# [ACTIVITY]
Produce a verbatim copy of the lines from the one holding "the baby's smiling" through the last line of the listing, and nothing else.
** Opening INPUT FOR THIS TASK block **
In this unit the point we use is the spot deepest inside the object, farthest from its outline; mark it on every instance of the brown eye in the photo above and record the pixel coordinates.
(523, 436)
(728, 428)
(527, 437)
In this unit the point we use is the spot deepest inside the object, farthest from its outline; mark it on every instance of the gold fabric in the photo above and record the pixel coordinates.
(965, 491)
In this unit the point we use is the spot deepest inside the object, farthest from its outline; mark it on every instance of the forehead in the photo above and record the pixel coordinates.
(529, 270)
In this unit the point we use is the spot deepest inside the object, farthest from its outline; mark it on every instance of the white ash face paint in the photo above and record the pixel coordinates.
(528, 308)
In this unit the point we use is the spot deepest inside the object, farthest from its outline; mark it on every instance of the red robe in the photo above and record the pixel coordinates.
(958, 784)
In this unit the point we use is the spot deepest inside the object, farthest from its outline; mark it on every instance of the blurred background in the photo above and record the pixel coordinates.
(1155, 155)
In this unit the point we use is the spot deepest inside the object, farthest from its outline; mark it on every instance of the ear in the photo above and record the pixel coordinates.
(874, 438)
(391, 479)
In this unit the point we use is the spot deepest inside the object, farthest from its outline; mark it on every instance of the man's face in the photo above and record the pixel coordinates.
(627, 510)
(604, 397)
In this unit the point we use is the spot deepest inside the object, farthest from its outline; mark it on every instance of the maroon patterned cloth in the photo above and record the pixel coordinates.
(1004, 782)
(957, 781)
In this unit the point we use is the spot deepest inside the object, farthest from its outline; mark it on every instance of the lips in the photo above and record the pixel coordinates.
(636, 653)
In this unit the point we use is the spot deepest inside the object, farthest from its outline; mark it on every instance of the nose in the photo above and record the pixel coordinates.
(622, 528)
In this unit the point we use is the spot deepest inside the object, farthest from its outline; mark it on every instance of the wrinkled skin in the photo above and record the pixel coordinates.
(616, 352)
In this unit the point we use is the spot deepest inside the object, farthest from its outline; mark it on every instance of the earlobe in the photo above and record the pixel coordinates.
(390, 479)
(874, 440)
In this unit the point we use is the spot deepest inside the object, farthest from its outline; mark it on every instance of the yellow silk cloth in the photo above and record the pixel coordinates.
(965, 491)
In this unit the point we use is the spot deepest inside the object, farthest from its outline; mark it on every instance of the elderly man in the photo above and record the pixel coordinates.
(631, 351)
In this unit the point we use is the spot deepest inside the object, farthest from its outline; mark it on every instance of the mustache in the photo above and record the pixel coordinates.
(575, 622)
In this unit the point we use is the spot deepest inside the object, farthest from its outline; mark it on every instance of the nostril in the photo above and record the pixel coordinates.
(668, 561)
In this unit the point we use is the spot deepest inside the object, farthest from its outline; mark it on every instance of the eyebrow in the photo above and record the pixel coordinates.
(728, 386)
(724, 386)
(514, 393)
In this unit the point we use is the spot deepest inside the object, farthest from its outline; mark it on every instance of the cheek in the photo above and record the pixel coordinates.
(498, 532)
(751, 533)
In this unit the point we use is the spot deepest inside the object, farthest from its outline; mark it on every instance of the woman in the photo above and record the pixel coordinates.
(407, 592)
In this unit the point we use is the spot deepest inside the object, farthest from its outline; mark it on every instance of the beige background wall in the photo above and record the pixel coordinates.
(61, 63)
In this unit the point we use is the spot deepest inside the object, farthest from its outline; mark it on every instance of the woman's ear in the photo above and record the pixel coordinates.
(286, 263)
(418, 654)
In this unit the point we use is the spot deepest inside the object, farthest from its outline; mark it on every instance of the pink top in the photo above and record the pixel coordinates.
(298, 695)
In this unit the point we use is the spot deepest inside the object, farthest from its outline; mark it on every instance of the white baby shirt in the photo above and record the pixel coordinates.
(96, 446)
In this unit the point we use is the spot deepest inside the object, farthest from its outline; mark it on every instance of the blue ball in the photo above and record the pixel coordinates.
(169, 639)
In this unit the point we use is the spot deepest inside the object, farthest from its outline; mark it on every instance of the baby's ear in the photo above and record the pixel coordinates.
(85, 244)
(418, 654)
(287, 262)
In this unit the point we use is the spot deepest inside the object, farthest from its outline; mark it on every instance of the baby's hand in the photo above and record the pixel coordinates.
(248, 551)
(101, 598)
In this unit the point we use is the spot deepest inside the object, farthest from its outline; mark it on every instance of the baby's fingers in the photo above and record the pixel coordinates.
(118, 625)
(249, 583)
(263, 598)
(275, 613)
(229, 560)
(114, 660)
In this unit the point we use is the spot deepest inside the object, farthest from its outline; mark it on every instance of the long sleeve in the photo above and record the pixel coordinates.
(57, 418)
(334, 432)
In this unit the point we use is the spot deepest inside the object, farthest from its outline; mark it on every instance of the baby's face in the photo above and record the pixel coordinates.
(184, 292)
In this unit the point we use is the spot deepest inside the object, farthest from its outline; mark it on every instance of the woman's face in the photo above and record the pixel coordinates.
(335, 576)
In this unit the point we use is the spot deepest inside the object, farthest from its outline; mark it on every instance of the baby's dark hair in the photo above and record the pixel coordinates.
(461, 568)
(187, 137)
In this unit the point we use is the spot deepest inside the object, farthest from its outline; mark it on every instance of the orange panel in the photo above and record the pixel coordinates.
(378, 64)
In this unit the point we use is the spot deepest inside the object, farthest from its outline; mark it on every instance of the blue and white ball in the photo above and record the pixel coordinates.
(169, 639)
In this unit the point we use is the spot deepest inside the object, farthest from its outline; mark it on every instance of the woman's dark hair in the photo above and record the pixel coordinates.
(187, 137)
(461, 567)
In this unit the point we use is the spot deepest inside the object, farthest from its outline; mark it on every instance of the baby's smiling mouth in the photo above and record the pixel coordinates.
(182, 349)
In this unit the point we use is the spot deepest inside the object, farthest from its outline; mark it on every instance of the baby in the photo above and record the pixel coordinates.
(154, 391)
** Closing INPUT FOR THIS TASK block **
# [ANSWER BELOW]
In this unit the point we use is the spot deepest inside the object, farthest from its outline; mark it on every instance of the baby's smiling mouth in the photo above and record the pixel coordinates.
(182, 349)
In this unit the point we use is the spot deepest inside the object, farthest from its outline; mark it on every instance of the baby in the photo above and record the pixel coordinates.
(154, 391)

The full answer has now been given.